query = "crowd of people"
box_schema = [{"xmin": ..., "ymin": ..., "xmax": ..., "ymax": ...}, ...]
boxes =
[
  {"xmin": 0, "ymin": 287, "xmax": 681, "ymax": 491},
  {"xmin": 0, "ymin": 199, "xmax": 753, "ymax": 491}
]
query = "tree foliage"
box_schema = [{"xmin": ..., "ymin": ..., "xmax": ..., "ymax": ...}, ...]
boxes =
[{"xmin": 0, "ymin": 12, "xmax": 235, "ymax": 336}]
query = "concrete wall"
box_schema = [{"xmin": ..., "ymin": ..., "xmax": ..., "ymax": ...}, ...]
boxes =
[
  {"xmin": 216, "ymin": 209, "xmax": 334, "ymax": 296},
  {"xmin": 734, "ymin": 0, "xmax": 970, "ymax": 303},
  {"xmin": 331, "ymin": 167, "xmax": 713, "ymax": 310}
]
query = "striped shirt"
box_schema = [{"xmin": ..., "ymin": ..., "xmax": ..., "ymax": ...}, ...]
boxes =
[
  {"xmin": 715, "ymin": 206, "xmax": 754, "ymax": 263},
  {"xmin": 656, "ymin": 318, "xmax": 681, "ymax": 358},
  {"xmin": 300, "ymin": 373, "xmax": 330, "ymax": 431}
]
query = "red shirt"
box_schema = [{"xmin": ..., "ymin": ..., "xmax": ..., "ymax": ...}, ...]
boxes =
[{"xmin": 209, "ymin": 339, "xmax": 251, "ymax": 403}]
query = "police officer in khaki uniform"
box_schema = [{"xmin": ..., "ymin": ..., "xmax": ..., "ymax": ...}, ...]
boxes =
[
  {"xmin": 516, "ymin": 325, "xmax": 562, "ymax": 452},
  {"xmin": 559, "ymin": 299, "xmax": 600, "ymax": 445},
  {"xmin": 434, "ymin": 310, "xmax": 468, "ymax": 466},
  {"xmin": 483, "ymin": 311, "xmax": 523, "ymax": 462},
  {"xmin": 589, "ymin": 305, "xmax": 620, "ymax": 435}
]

──────────────────────────────

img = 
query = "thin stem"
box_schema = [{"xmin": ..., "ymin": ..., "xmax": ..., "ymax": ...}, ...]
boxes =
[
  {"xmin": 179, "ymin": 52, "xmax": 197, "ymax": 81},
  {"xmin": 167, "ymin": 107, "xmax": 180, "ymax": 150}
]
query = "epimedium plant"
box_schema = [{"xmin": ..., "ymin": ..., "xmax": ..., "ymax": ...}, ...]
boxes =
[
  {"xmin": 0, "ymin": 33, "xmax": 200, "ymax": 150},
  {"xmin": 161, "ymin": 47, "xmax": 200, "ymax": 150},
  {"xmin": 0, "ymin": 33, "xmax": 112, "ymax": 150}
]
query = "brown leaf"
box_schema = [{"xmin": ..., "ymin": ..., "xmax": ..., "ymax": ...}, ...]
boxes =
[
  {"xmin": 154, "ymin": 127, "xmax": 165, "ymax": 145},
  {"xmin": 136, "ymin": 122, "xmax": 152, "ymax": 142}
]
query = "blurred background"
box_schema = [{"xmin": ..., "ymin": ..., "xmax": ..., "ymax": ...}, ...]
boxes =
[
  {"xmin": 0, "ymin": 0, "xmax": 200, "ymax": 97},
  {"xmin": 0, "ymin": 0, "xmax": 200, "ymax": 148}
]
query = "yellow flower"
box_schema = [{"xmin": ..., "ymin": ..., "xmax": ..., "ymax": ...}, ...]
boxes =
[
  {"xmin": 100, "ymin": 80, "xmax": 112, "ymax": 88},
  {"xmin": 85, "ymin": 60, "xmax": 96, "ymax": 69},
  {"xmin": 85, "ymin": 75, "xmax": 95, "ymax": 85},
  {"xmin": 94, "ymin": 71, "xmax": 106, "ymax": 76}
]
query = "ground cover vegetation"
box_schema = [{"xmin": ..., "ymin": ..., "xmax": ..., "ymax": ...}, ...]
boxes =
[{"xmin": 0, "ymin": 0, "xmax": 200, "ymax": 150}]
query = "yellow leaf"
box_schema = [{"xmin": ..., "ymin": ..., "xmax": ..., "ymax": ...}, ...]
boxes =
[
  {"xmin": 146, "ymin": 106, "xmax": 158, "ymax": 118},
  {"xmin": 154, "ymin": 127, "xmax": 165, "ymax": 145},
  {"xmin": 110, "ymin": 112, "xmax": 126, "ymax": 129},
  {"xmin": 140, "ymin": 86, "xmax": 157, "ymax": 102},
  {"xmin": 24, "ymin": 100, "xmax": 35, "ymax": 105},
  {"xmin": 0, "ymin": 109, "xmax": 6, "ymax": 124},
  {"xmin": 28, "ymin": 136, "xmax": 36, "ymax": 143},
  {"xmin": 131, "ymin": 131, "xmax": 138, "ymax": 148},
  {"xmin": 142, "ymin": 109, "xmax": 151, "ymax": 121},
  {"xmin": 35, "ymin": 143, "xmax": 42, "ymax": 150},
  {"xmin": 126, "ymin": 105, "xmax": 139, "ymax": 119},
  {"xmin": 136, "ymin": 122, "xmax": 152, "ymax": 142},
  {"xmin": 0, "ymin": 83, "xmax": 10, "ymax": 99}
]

──────────────────────────────

__Given request__
Pick out each line above that contains the string "shirt" and copy those lines, treating uppercase and lowercase as different.

__Output__
query = "striped shirt"
query = "red shirt"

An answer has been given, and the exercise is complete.